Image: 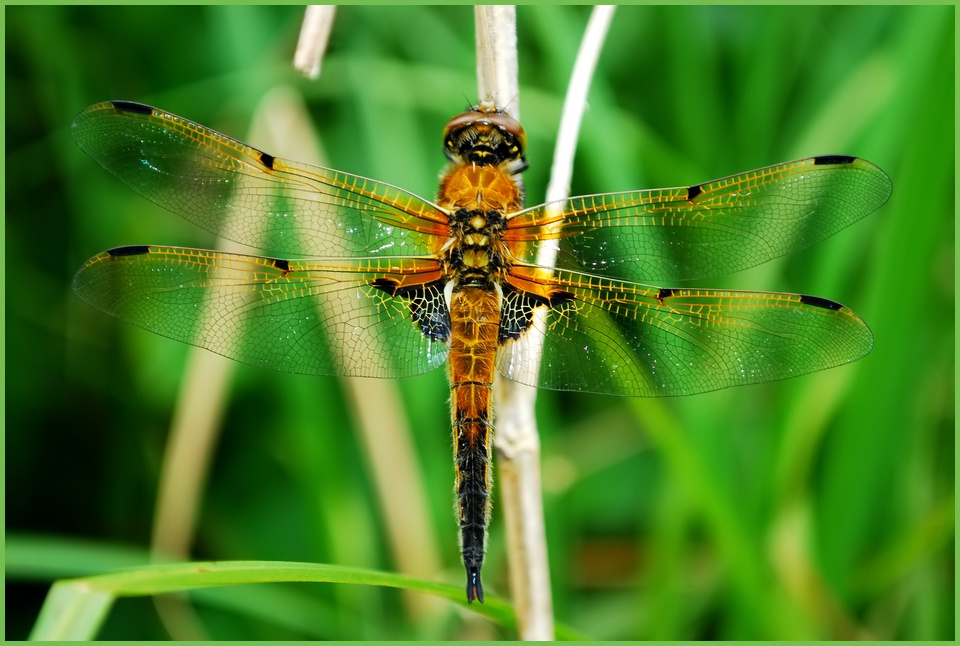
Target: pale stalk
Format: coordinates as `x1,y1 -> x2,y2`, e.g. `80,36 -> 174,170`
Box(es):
475,6 -> 553,641
477,6 -> 614,640
293,4 -> 336,79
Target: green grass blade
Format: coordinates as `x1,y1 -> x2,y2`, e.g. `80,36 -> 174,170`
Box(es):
30,579 -> 114,641
31,561 -> 582,640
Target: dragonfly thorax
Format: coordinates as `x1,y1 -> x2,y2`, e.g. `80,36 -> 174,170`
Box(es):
444,209 -> 508,287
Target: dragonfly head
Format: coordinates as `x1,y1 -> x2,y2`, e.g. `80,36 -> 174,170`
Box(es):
443,105 -> 527,173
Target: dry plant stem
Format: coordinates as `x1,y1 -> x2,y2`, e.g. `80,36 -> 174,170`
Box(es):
477,6 -> 614,640
475,6 -> 553,640
293,4 -> 336,79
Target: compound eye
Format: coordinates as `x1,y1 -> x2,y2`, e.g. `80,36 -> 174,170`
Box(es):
485,112 -> 527,156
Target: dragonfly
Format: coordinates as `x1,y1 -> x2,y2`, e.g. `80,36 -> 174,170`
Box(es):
71,101 -> 892,603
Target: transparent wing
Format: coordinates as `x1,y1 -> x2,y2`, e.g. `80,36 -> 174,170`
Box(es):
498,268 -> 873,397
73,246 -> 450,377
504,155 -> 892,281
71,101 -> 448,257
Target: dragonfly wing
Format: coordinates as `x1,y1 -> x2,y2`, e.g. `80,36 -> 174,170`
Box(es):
504,155 -> 892,281
498,271 -> 873,397
71,101 -> 448,257
73,246 -> 450,377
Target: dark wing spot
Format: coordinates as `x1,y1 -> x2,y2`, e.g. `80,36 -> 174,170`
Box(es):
370,278 -> 400,296
111,101 -> 153,114
497,285 -> 576,343
107,245 -> 150,257
800,294 -> 843,311
813,155 -> 857,166
370,277 -> 450,341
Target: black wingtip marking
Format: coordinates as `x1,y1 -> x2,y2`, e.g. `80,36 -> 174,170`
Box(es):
813,155 -> 857,166
467,567 -> 483,603
800,294 -> 843,312
111,101 -> 153,114
548,290 -> 576,307
107,245 -> 150,257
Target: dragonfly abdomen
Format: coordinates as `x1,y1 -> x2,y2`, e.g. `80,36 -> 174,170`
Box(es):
449,287 -> 500,603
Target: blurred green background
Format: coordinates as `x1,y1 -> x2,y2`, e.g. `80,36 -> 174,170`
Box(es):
5,6 -> 955,639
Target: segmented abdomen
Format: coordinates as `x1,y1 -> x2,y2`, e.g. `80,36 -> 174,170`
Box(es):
450,287 -> 500,602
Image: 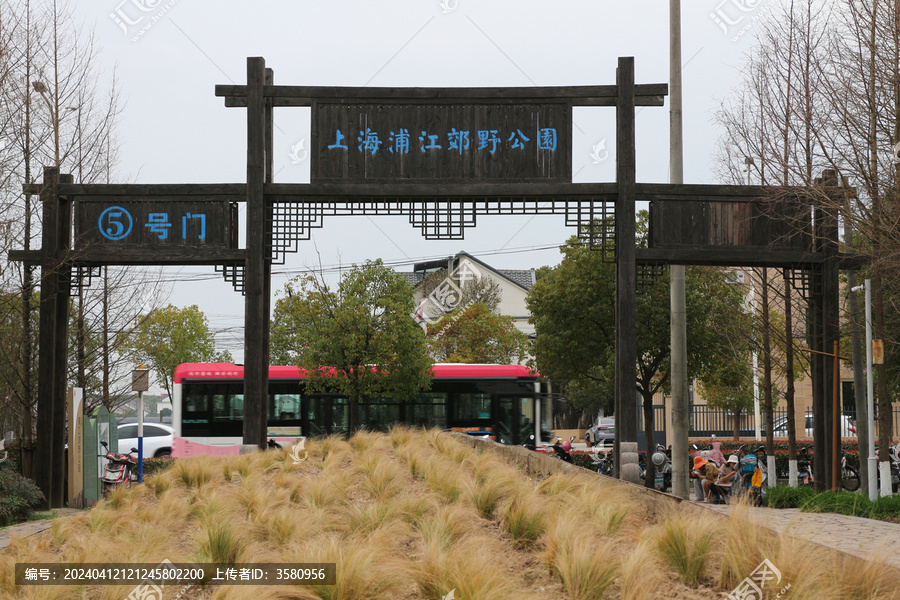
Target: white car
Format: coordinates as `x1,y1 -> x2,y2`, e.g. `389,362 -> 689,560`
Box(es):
119,423 -> 175,458
763,415 -> 856,438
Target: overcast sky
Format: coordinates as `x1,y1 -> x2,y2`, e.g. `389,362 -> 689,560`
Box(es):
70,0 -> 774,362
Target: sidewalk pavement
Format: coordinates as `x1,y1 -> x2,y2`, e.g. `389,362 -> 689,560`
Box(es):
696,503 -> 900,569
0,508 -> 84,550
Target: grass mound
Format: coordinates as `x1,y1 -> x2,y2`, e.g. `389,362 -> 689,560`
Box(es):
0,427 -> 900,600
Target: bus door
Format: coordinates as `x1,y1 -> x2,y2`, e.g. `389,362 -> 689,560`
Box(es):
303,394 -> 350,437
495,396 -> 535,445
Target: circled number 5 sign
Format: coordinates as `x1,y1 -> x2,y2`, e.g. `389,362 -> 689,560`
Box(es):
95,206 -> 134,240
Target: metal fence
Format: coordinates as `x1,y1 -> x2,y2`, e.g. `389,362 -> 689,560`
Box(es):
828,405 -> 900,439
689,404 -> 787,437
684,404 -> 900,438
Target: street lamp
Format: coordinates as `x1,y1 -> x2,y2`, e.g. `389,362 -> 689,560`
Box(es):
850,279 -> 878,502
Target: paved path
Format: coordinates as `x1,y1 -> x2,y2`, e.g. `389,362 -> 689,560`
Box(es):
697,503 -> 900,569
0,508 -> 84,550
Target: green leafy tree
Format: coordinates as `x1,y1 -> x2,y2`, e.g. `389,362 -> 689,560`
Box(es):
428,302 -> 529,364
271,260 -> 432,431
128,304 -> 233,398
527,232 -> 751,480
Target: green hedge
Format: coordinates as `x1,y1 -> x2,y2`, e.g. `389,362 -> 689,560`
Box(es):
0,465 -> 44,526
766,485 -> 900,521
144,457 -> 175,477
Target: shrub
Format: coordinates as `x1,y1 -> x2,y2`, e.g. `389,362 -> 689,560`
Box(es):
144,457 -> 175,477
0,469 -> 44,525
872,494 -> 900,520
766,485 -> 816,508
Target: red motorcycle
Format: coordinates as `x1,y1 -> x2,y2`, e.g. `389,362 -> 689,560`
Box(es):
98,442 -> 138,498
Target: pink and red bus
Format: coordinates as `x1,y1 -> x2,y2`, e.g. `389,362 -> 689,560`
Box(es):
172,363 -> 554,446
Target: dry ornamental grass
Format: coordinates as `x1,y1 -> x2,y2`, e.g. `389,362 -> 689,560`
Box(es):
0,427 -> 900,600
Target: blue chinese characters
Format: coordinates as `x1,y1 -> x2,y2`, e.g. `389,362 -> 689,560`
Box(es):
95,206 -> 207,243
327,127 -> 558,156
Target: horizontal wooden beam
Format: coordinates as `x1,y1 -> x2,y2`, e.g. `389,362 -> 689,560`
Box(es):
22,183 -> 247,202
265,181 -> 616,197
216,83 -> 669,107
9,246 -> 246,267
636,183 -> 808,202
636,246 -> 859,269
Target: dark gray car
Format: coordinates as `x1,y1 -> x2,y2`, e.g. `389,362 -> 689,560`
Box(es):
584,417 -> 616,447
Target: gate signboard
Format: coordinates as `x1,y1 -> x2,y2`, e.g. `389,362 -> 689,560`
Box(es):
75,196 -> 237,250
311,102 -> 572,182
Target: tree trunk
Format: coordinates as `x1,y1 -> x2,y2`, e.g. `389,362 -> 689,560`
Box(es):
762,267 -> 775,456
784,269 -> 797,460
641,389 -> 656,488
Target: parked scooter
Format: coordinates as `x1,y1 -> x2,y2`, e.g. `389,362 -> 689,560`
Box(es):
875,443 -> 900,494
98,442 -> 138,498
797,446 -> 815,485
650,444 -> 672,492
550,435 -> 575,464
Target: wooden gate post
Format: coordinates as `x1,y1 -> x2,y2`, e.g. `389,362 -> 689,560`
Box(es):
615,57 -> 638,478
35,167 -> 72,508
244,57 -> 271,449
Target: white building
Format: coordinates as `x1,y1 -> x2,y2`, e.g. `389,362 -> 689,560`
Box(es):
401,252 -> 535,337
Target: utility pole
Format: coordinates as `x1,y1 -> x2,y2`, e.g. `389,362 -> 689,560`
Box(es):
668,0 -> 689,500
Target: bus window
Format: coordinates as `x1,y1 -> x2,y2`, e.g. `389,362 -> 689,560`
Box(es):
359,398 -> 400,431
211,394 -> 232,421
453,394 -> 491,421
329,397 -> 350,433
519,398 -> 535,444
494,398 -> 515,444
181,384 -> 210,436
407,392 -> 447,429
269,394 -> 300,421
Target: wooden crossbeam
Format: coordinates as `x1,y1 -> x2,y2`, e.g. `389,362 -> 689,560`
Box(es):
216,83 -> 669,108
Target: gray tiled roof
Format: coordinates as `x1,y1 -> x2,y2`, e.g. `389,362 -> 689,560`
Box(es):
499,269 -> 534,290
400,271 -> 425,287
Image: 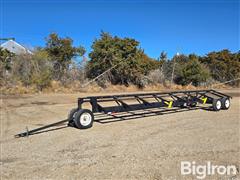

● Work to complete:
Reproduce all of the records above word for word, omitting the pictures.

● Exercise solution:
Image: 
Target: pale stalk
Format: coordinates as `x1,y1 -> x2,y2`, e.g. `80,36 -> 174,170`
Box(es):
475,6 -> 553,641
477,6 -> 614,640
293,4 -> 336,79
Target: green grass blade
Format: coordinates as `x1,y1 -> x2,y2`, e.g. `80,36 -> 174,170`
Box(es):
30,579 -> 114,641
31,561 -> 582,640
Target: dragonfly thorax
Format: coordinates as `x1,y1 -> x2,y2`, e.g. `80,36 -> 174,170`
Box(es):
444,209 -> 508,287
Target: dragonfly head
Format: coordinates as `x1,y1 -> x2,y2`, e.g. `80,36 -> 174,170`
Box(es):
443,105 -> 527,173
Target: dry plant stem
Format: coordinates as `x1,y1 -> x2,y2`, e.g. `80,36 -> 174,170`
Box(es):
477,6 -> 614,640
475,6 -> 553,640
293,4 -> 336,79
Target: compound eye
Format: coordinates as `x1,y1 -> x2,y2`, e.g. `80,36 -> 174,170`
Box(es):
485,112 -> 527,156
Target: dragonfly
Format: coordinates as `x1,y1 -> x2,y2`, e.g. `80,36 -> 174,170`
Box(es):
71,101 -> 892,603
Target: transparent wing
Format: coordinates as `x1,y1 -> x2,y2`, e.g. `80,36 -> 174,170`
Box(es):
498,268 -> 873,397
73,246 -> 450,377
504,155 -> 892,281
71,101 -> 448,257
Target: dragonfly wing
Format: coordinates as `x1,y1 -> x2,y2`, e.g. `80,36 -> 174,170`
Box(es):
504,155 -> 892,281
498,271 -> 873,397
71,101 -> 448,257
73,246 -> 450,377
Target: dark wing spot
Format: coordinates as `x1,y1 -> x2,y2`, e.g. `80,36 -> 174,170`
Box(es):
370,278 -> 400,296
111,101 -> 153,114
497,285 -> 576,343
107,245 -> 150,257
800,294 -> 843,311
813,155 -> 857,166
370,277 -> 450,341
Target: black wingtip marking
Format: coordinates as `x1,y1 -> x2,y2`, e.g. `80,36 -> 174,170`
Box(es):
813,155 -> 857,166
467,567 -> 483,603
800,294 -> 843,312
111,101 -> 153,114
548,290 -> 576,307
107,245 -> 150,257
Target: dragonfly abdomen
Format: coordinates as `x1,y1 -> x2,y2`, e.g. `80,36 -> 174,170`
Box(es):
449,287 -> 500,603
Target: blurred green background
Format: coordinates as `x1,y1 -> x2,y2`, e.g. `80,36 -> 174,170`
Box(es):
5,6 -> 955,639
Target: segmented abdomen
Format: coordinates as `x1,y1 -> x2,y2`, e.g. `80,36 -> 174,170`
Box(es):
450,287 -> 500,602
Image: 
Target: white car
Format: coordinates as `x1,y1 -> x2,y2`, e.g. `389,362 -> 689,560`
Box(es):
119,423 -> 175,458
763,415 -> 856,438
Target: overcast sky
Format: coordinates as `x1,y1 -> x2,y2`, e.g. `389,362 -> 689,560`
Box(es):
70,0 -> 774,362
Target: sidewalk pavement
Format: coordinates as `x1,y1 -> x2,y2`, e.g. `389,362 -> 689,560`
Box(es):
696,503 -> 900,569
0,508 -> 84,550
Target: grass mound
Format: coordinates as `x1,y1 -> x2,y2`, e.g. `389,362 -> 689,560`
Box(es):
0,427 -> 900,600
Target: bus door
Format: coordinates as `x1,y1 -> x2,y2`, e.g. `389,362 -> 689,560`
Box(es):
303,394 -> 350,437
495,396 -> 535,445
Target: circled number 5 sign
Format: coordinates as `x1,y1 -> x2,y2`, e.g. `389,362 -> 689,560`
Box(es):
95,206 -> 134,240
Target: metal fence
Format: coordinates as `x1,y1 -> x2,y2`, e.g. `389,362 -> 689,560`
Box(es):
828,405 -> 900,439
689,404 -> 787,437
684,404 -> 900,438
Target: street lamp
Format: coordinates as `x1,y1 -> x2,y2`, e.g. `389,362 -> 689,560`
Box(es):
850,279 -> 878,502
Target: paved path
Format: coordinates as `x1,y1 -> x2,y2`, e.g. `389,362 -> 689,560`
Box(es):
697,503 -> 900,569
0,508 -> 84,550
Target: green leafy tree
Format: coordinates as `x1,y1 -> x2,y2`, e.g. `389,362 -> 689,560`
Box(es):
428,302 -> 529,364
271,260 -> 432,431
128,304 -> 233,398
527,232 -> 751,480
Target: green hedge
Format: coordinates as `x1,y1 -> x2,y2`, e.g. `389,362 -> 689,560`
Box(es):
0,465 -> 44,526
766,485 -> 900,521
144,457 -> 175,477
Target: shrub
Format: coordinates as `x1,y1 -> x2,y2`, e.g. `389,362 -> 689,560`
Box(es):
144,457 -> 175,477
0,469 -> 44,525
872,494 -> 900,520
766,485 -> 816,508
Target: red motorcycle
Format: coordinates as `x1,y1 -> x2,y2`, e.g. `389,362 -> 689,560`
Box(es):
98,442 -> 138,498
Target: pink and red bus
Format: coordinates as `x1,y1 -> x2,y2`, e.g. `389,362 -> 689,560`
Box(es):
172,363 -> 554,446
Target: dry ornamental grass
Format: coordinates as `x1,y1 -> x2,y2`, e.g. `389,362 -> 689,560`
Box(es):
0,427 -> 900,600
Target: blue chinese characters
Format: coordinates as `x1,y1 -> x2,y2`, e.g. `389,362 -> 689,560`
Box(es):
95,206 -> 207,243
327,127 -> 558,156
Target: horizontal wooden beam
Format: coordinates as `x1,y1 -> x2,y2`, e.g. `389,362 -> 689,560`
Box(es):
22,183 -> 247,202
265,181 -> 616,197
216,83 -> 669,107
9,246 -> 246,267
636,183 -> 808,202
636,246 -> 859,269
Target: dark gray car
Format: coordinates as `x1,y1 -> x2,y2`, e.g. `389,362 -> 689,560`
Box(es):
584,417 -> 616,447
Target: gate signboard
Format: coordinates as `x1,y1 -> x2,y2`, e.g. `389,362 -> 689,560`
Box(es):
75,196 -> 237,250
311,102 -> 572,182
Target: tree trunk
Format: coordinates as `x1,y1 -> x2,y2`, e.g. `389,362 -> 689,560`
Box(es):
762,267 -> 775,456
784,269 -> 797,460
641,389 -> 656,488
Target: parked scooter
Format: coordinates as `x1,y1 -> x2,y2`, e.g. `389,362 -> 689,560`
Box(es):
875,443 -> 900,494
98,442 -> 138,498
797,446 -> 815,485
650,444 -> 672,492
550,435 -> 575,464
Target: wooden gate post
Format: coordinates as `x1,y1 -> x2,y2`, e.g. `389,362 -> 689,560`
Box(es):
615,57 -> 638,478
35,167 -> 72,508
244,57 -> 271,449
Target: white building
Format: coordinates as `x1,y1 -> x2,y2`, e.g. `389,362 -> 689,560`
Box(es):
401,252 -> 535,337
Target: utility pole
Format: coordinates as `x1,y1 -> x2,y2`, e.g. `389,362 -> 689,560`
Box(es):
668,0 -> 689,500
Target: bus window
Format: coordinates as `x1,y1 -> x2,y2`, e.g. `389,362 -> 689,560`
Box(es):
359,398 -> 400,431
211,394 -> 232,421
453,394 -> 491,421
329,397 -> 350,433
519,398 -> 535,444
494,398 -> 515,444
181,384 -> 210,436
407,392 -> 447,429
269,394 -> 300,421
Target: wooden crossbeam
Format: coordinates as `x1,y1 -> x2,y2`, e.g. `389,362 -> 689,560`
Box(es):
216,83 -> 669,108
Target: gray tiled roof
Format: coordinates as `x1,y1 -> x2,y2`, e.g. `389,362 -> 689,560`
Box(es):
499,269 -> 534,290
400,271 -> 425,287
Image: 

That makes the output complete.